**PROBLEM A:** Retype, without alteration, the stretch of the entries below that starts with the line containing "of the sky." and runs through the end of the entries, including both the first and the last line.

Start PAGE

Convert Gemma 2 to HuggingFace
Are there any scripts for converting Gemma-2 models to HuggingFace? I see there are Llama and Mistral scripts.
You can check my commit here for the conversion script here
That is fantastic. Thanks.
@hxssgaa I made a quick test of the script, trying to convert a 2B Gemma2 model. However, I am seeing this error:
ValueError: Requested shape: (2048,) is not compatible with the stored shape: (2304,). Truncating/padding is disabled by setting of strict=True. When using standard Orbax APIs, this behavior can be modified by specifying strict=FalseinArrayRestoreArgs for any array in which padding/truncation is desired.
@hxssgaa I understand this is because it uses the settings from the base.yml-file. However, it was not obvious to my how to get the script to either rely on the structure from the loaded model, og on the model-yml files.

End PAGE

**PROBLEM B:** In the Gemma 2 conversion thread above, write out again the part that opens with the words "Convert Gemma 2" and closes with "is fantastic. Thanks.", replacing "HuggingFace" with "Hugging Face" wherever it occurs.

Start PROVIDED DATA

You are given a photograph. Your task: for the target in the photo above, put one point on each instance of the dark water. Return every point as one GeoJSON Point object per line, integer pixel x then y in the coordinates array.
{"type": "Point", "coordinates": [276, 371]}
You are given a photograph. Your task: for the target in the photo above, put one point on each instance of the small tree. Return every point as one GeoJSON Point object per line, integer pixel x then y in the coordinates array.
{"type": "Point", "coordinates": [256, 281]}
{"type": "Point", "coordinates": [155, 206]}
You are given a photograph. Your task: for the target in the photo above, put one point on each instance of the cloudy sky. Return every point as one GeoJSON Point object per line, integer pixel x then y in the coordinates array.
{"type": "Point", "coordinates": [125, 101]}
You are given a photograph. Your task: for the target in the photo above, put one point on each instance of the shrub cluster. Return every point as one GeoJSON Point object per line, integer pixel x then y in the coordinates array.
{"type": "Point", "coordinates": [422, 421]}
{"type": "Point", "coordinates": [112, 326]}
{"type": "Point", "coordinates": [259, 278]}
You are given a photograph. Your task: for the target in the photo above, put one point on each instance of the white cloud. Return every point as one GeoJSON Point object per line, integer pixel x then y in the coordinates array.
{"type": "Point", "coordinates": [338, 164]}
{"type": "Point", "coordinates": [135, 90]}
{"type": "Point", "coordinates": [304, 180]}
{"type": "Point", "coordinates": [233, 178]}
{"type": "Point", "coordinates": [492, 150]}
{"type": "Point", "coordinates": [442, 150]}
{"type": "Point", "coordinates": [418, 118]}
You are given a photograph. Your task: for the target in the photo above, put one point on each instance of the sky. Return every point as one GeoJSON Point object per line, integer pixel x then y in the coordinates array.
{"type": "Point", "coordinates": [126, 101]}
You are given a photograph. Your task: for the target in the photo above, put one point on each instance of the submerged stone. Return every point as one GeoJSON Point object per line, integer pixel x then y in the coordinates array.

End PROVIDED DATA

**CORRECT ANSWER A:**
You are given a photograph. Your task: for the target in the photo above, put one point on each instance of the sky. Return every point as one GeoJSON Point object per line, integer pixel x then y in the coordinates array.
{"type": "Point", "coordinates": [126, 101]}
You are given a photograph. Your task: for the target in the photo above, put one point on each instance of the submerged stone. Return every point as one GeoJSON Point object per line, integer pixel x then y in the coordinates array.

**CORRECT ANSWER B:**
Convert Gemma 2 to Hugging Face
Are there any scripts for converting Gemma-2 models to Hugging Face? I see there are Llama and Mistral scripts.
You can check my commit here for the conversion script here
That is fantastic. Thanks.